● **Task**: Reproduce the listing below character for character; drop every image.

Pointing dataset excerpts
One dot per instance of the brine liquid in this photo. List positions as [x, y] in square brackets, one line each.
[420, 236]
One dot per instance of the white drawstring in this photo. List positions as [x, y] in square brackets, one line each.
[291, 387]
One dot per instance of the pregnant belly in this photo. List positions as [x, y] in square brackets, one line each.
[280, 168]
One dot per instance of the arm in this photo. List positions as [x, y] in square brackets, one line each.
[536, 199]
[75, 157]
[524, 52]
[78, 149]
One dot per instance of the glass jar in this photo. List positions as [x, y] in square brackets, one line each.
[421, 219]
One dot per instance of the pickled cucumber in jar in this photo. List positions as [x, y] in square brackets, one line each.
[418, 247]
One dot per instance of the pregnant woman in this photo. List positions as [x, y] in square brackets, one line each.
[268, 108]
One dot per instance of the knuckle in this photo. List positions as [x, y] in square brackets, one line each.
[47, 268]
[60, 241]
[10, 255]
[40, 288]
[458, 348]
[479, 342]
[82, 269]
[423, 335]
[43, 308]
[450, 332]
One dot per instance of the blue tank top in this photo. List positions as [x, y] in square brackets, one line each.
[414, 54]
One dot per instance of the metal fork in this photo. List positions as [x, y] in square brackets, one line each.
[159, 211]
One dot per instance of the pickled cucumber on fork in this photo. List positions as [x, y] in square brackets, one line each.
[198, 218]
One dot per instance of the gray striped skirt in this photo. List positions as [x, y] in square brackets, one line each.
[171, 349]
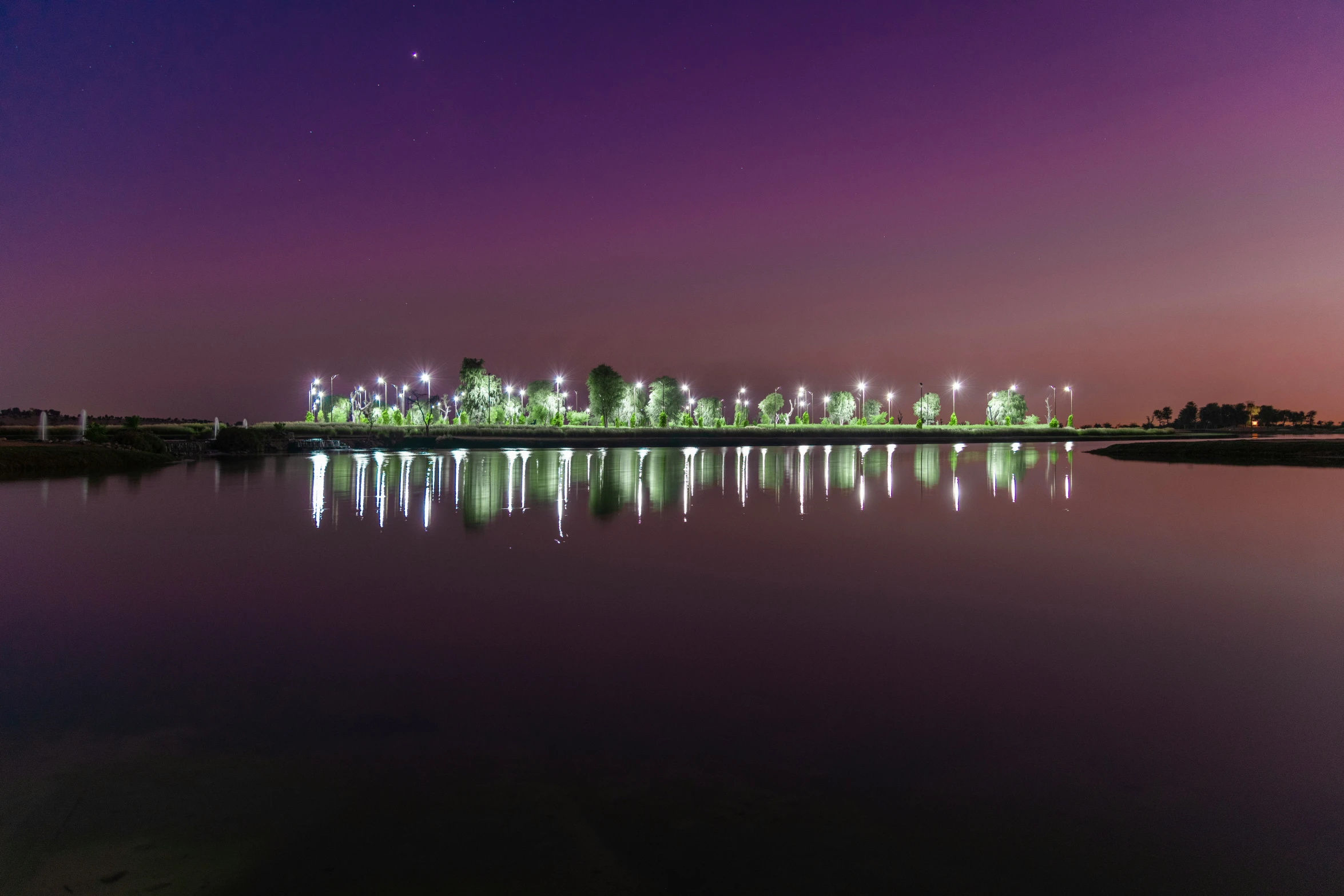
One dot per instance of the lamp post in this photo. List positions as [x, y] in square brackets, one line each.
[429, 397]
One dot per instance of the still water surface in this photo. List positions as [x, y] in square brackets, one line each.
[1003, 668]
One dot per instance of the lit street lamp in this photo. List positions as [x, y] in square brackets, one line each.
[429, 397]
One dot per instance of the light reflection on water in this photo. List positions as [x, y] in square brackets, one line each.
[491, 483]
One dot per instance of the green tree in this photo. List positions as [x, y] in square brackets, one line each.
[665, 398]
[631, 408]
[928, 408]
[605, 391]
[423, 414]
[542, 401]
[335, 409]
[479, 390]
[840, 409]
[770, 408]
[1188, 414]
[707, 410]
[1005, 408]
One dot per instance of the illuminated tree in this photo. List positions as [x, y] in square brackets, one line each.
[770, 408]
[605, 393]
[707, 410]
[479, 390]
[542, 401]
[1005, 408]
[840, 409]
[631, 408]
[928, 408]
[665, 398]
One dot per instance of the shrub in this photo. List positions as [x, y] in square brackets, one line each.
[840, 409]
[928, 408]
[236, 439]
[141, 441]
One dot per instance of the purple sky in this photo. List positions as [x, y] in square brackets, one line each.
[204, 206]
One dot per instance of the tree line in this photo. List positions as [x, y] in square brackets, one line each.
[1220, 417]
[482, 398]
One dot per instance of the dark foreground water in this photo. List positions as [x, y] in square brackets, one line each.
[1004, 670]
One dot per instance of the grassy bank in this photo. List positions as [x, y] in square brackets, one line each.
[1235, 453]
[677, 436]
[41, 461]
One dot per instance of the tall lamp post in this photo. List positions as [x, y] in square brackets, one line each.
[429, 398]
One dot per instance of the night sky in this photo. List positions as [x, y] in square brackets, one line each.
[205, 206]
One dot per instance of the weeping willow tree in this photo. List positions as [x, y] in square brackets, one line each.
[928, 408]
[709, 410]
[840, 409]
[479, 390]
[1005, 408]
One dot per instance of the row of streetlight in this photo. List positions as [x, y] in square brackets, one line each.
[316, 395]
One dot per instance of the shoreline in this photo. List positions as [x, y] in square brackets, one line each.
[1300, 452]
[39, 461]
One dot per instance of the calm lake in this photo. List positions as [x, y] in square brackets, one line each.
[1005, 668]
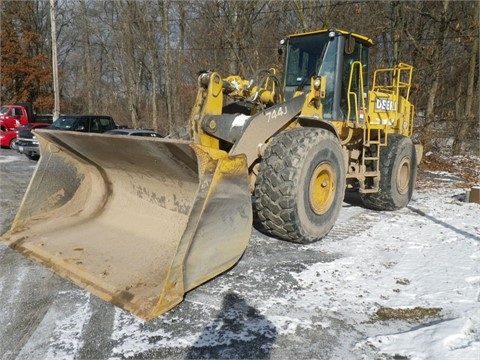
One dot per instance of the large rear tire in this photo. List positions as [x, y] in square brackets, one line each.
[300, 185]
[398, 173]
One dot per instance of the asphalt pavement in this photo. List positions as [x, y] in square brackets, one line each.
[239, 315]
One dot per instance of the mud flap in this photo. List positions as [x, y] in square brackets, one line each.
[137, 222]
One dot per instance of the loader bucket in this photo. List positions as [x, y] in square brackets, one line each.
[136, 221]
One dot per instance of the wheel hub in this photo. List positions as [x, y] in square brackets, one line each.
[322, 188]
[403, 176]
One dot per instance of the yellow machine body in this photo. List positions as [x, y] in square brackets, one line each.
[134, 221]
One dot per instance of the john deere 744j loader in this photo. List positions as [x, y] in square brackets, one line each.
[139, 222]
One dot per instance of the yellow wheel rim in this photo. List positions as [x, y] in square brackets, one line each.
[403, 176]
[322, 188]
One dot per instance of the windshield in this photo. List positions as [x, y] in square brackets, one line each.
[305, 55]
[63, 123]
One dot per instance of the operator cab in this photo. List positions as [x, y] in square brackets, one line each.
[330, 54]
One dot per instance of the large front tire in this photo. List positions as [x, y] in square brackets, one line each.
[300, 185]
[398, 173]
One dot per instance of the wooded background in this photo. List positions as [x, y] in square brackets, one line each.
[138, 60]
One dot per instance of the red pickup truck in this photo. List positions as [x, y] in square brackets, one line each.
[14, 116]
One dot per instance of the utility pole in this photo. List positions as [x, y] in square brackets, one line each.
[56, 105]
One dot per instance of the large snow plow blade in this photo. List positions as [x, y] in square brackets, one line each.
[136, 221]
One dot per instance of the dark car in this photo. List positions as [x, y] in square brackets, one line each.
[28, 144]
[135, 132]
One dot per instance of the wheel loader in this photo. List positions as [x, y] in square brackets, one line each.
[139, 222]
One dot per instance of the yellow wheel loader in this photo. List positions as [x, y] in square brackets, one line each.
[139, 222]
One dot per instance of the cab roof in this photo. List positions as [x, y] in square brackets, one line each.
[365, 40]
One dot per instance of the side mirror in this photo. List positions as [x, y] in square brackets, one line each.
[350, 45]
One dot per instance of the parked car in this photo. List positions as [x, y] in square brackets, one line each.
[8, 139]
[14, 116]
[27, 143]
[135, 132]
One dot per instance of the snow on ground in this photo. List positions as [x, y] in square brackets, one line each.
[404, 285]
[428, 262]
[425, 275]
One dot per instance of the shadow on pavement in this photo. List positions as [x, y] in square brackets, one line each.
[238, 332]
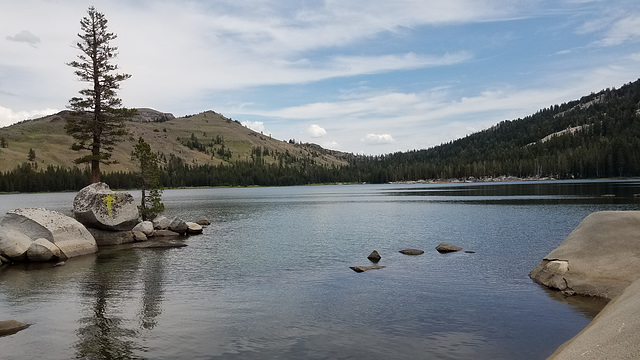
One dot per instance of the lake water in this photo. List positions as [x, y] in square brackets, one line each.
[270, 278]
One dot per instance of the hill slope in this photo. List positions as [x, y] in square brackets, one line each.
[205, 138]
[596, 136]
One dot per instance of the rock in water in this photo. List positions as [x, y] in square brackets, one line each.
[374, 257]
[445, 248]
[10, 327]
[99, 207]
[161, 223]
[193, 228]
[13, 243]
[412, 252]
[364, 268]
[178, 225]
[62, 231]
[145, 227]
[43, 250]
[204, 222]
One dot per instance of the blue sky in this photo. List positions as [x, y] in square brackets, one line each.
[368, 77]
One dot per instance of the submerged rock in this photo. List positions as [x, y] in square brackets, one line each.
[106, 237]
[155, 244]
[193, 228]
[10, 327]
[412, 252]
[203, 222]
[43, 250]
[445, 248]
[161, 223]
[178, 225]
[145, 227]
[99, 207]
[374, 256]
[365, 268]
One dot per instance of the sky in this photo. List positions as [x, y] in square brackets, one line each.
[368, 77]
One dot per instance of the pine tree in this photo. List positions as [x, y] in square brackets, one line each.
[100, 121]
[32, 155]
[148, 180]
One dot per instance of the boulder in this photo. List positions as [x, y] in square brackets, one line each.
[374, 257]
[139, 236]
[145, 227]
[178, 225]
[445, 248]
[193, 228]
[364, 268]
[13, 243]
[613, 334]
[203, 222]
[43, 250]
[601, 257]
[10, 327]
[165, 233]
[106, 237]
[97, 206]
[412, 252]
[161, 223]
[71, 237]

● **Finished task**:
One dot per instance of the brine liquid in this photo. List positions as [x, y] in square brackets, one line each.
[420, 236]
One dot per instance of the white drawstring in this photo. List positions as [x, y] in square brackets, one line each.
[291, 387]
One dot per instance of the pregnant belly in this photo. List positions as [x, y] in square brackets, one line each.
[280, 168]
One dot per instance of the arm in this photo. List positions as [x, y] in square brackets, one line each.
[536, 199]
[75, 157]
[524, 52]
[78, 149]
One dot per instance of the glass jar in this photo. List positions as [x, y] in square brackets, one line each.
[421, 219]
One dot per instance of the pickled cucumber in jar in this photo. List positions as [x, y] in square brackets, one line each.
[418, 247]
One dot per instance of the pregnant woman in this photo. List positions as [x, y] in square brackets, one line each.
[268, 108]
One dot per instance of the knuckle in this photo. List positions as [x, y] in square brackets, one line each.
[47, 268]
[60, 241]
[10, 255]
[40, 288]
[458, 348]
[479, 342]
[82, 269]
[423, 335]
[43, 308]
[450, 332]
One dot per instance of the blue tank top in this photo. List positions as [x, y] in square brackets, one line each.
[414, 54]
One dot per instance of the metal fork in this photo. List positions as [x, y] in square brackets, one line each.
[159, 211]
One dot per instance of the pickled cucumber on fork in this photo. List positions as [x, y] in square brackets, one line each.
[198, 218]
One dot per instance of the gray striped skirt in this photo. List positions as [x, y] in square brackets, one line each.
[171, 349]
One dot per instance of the lamp post in this photo. List positions as [x, y] in square brackets, one line each.
[429, 397]
One dot per instance of the still water surface in this photo. List positions as [x, y] in square brackets, one line each.
[1003, 668]
One dot per instance of the lit street lamp in this photo. List positions as [x, y] in square brackets, one line each.
[429, 397]
One dot per instance of the light reflection on water in this photo. List positions as [x, y] in square brackets, one line each.
[491, 483]
One dot per instance of the green tree in this photo. List positions as [x, y] in square brackets, one line each.
[665, 398]
[631, 408]
[928, 408]
[605, 391]
[423, 414]
[542, 401]
[335, 409]
[479, 390]
[840, 409]
[770, 408]
[1188, 414]
[707, 410]
[1005, 408]
One dot per instance of the illuminated tree in this photo. List positions as [x, y] in square brackets, one line each.
[770, 408]
[605, 393]
[707, 410]
[479, 390]
[542, 401]
[1005, 408]
[840, 409]
[631, 408]
[928, 408]
[665, 398]
One dot per instance of the shrub in this photo. List positions as [x, y] in square brackets, one line each.
[840, 409]
[928, 408]
[236, 439]
[141, 441]
One dot per instance of the purple sky in this photo. List positions as [x, y] in square brackets, one line each.
[204, 206]
One dot per instance of the tree line in this photo. List positions as [x, y] in square brackets, one line each.
[1220, 417]
[482, 398]
One dot per instance of the dark foreground water in this photo. List positions as [x, y] in square brackets, one line each.
[1004, 670]
One dot per instance of the grassy bank in this photo. List positions as [x, y] in square brackets, one line each.
[1235, 453]
[677, 436]
[41, 461]
One dot per instance of the tall lamp post in this photo. List positions as [x, y] in square brackets, one line each.
[429, 398]
One dot per instance of the night sky in this photo. List positions as [x, y] in square brackets, one line each.
[205, 206]
One dot per instance of the weeping willow tree in this photo. List positions as [x, y] in square brackets, one line each.
[928, 408]
[709, 410]
[840, 409]
[479, 390]
[1005, 408]
One dot per instance of the row of streetlight in this photo. List positions as [x, y] in square brackets, one line each.
[316, 395]
One dot per instance of the shoreline in this photo. List positions as [x, y] in square brackets, one line each.
[1300, 452]
[39, 461]
One dot per instance of the calm lake in this photo. List positions as [x, y] in square brackets, one line each.
[1005, 668]
One dot per instance of the large rear tire in this photo. List positions as [x, y] in square brackets, one line each.
[300, 185]
[398, 173]
One dot per instance of the asphalt pavement in this photo. List positions as [x, y] in square brackets, one line each.
[239, 315]
One dot per instance of the mud flap in this photo. List positions as [x, y] in square brackets, one line each.
[137, 222]
One dot per instance of the loader bucket in this photo. List positions as [x, y] in square brackets, one line each.
[136, 221]
One dot per instance of the wheel hub in this photo. List positions as [x, y] in square brackets, one line each.
[322, 188]
[403, 176]
One dot per instance of the yellow machine body in this photo. List positions as [x, y] in square brackets, one line each.
[134, 221]
One dot per instance of the john deere 744j loader in this photo. List positions as [x, y] in square brackets, one line each.
[139, 222]
One dot per instance of the yellow wheel rim in this photo. List positions as [x, y] in square brackets, one line each.
[403, 176]
[322, 188]
One dot per instance of the windshield in this photo. List positions as [x, y] in square brackets, one line each.
[305, 55]
[63, 123]
One dot per instance of the operator cab in this photo. List positions as [x, y] in square brackets, one line each.
[330, 54]
One dot per instance of the large front tire in this photo. List positions as [x, y] in square brackets, one line each.
[300, 185]
[398, 173]
One dot per instance of the wooded background in this photo. List positions as [x, y] in square brackets, one line each.
[138, 60]
One dot per instance of the red pickup truck in this photo. List positions as [x, y] in square brackets, one line each.
[14, 116]
One dot per instance of the utility pole in this photo. List positions as [x, y] in square brackets, one line each.
[56, 105]
One dot per instance of the large snow plow blade in this photo. List positions as [x, y] in square brackets, one line each.
[136, 221]
One dot per instance of the dark car in this photo. List positions as [x, y] in square brackets, one line each.
[28, 144]
[135, 132]
One dot per instance of the wheel loader in this photo. List positions as [x, y] in square brackets, one line each.
[139, 222]
One dot per instance of the yellow wheel loader in this photo. List positions as [x, y] in square brackets, one line each.
[139, 222]
One dot per instance of the cab roof in this photo. List positions as [x, y] in square brackets, one line each.
[365, 40]
One dot per instance of the side mirror in this photo. List positions as [x, y] in square brackets, one line each.
[350, 45]
One dot per instance of the parked car in this photo. List positions as [x, y] in square brackets, one line each.
[8, 139]
[14, 116]
[27, 143]
[135, 132]
One dot per instance of the snow on ground in this photo. List positions as [x, y] in square brackets, one line each.
[404, 285]
[428, 262]
[425, 275]
One dot per instance of the shadow on pavement in this photo. List positions as [x, y] in square brackets, one line each.
[238, 332]
One dot per instance of the lake water in this photo. List positions as [x, y] in square brackets, one line each.
[270, 278]
One dot per instance of the hill slope in this photo. List positions as [x, y] in square brackets, one line each.
[205, 138]
[596, 136]
One dot per instance of the rock in water in this photo. List positions as [x, y] in square brackets, one line each.
[374, 257]
[445, 248]
[10, 327]
[99, 207]
[161, 223]
[193, 228]
[13, 243]
[412, 252]
[364, 268]
[178, 225]
[62, 231]
[145, 227]
[43, 250]
[204, 222]
One dot per instance of the blue sky in this photo. List positions as [x, y] in square brackets, one line each.
[368, 77]
One dot per instance of the submerged rock in this photo. List positions as [x, y] in square brackets, one line each.
[106, 237]
[155, 244]
[193, 228]
[10, 327]
[412, 252]
[203, 222]
[43, 250]
[445, 248]
[161, 223]
[178, 225]
[145, 227]
[99, 207]
[374, 256]
[365, 268]
One dot per instance of the sky in this photo. List positions as [x, y] in square brackets, one line each.
[368, 77]
One dot per instance of the pine tree in this photo. List positions as [x, y] in square brackets, one line each.
[100, 121]
[32, 155]
[148, 180]
One dot per instance of the boulder in this photo. List positions as [x, y] in square brackets, one line each.
[374, 257]
[139, 236]
[145, 227]
[178, 225]
[445, 248]
[193, 228]
[364, 268]
[13, 243]
[613, 334]
[203, 222]
[43, 250]
[601, 257]
[10, 327]
[165, 233]
[106, 237]
[97, 206]
[412, 252]
[161, 223]
[71, 237]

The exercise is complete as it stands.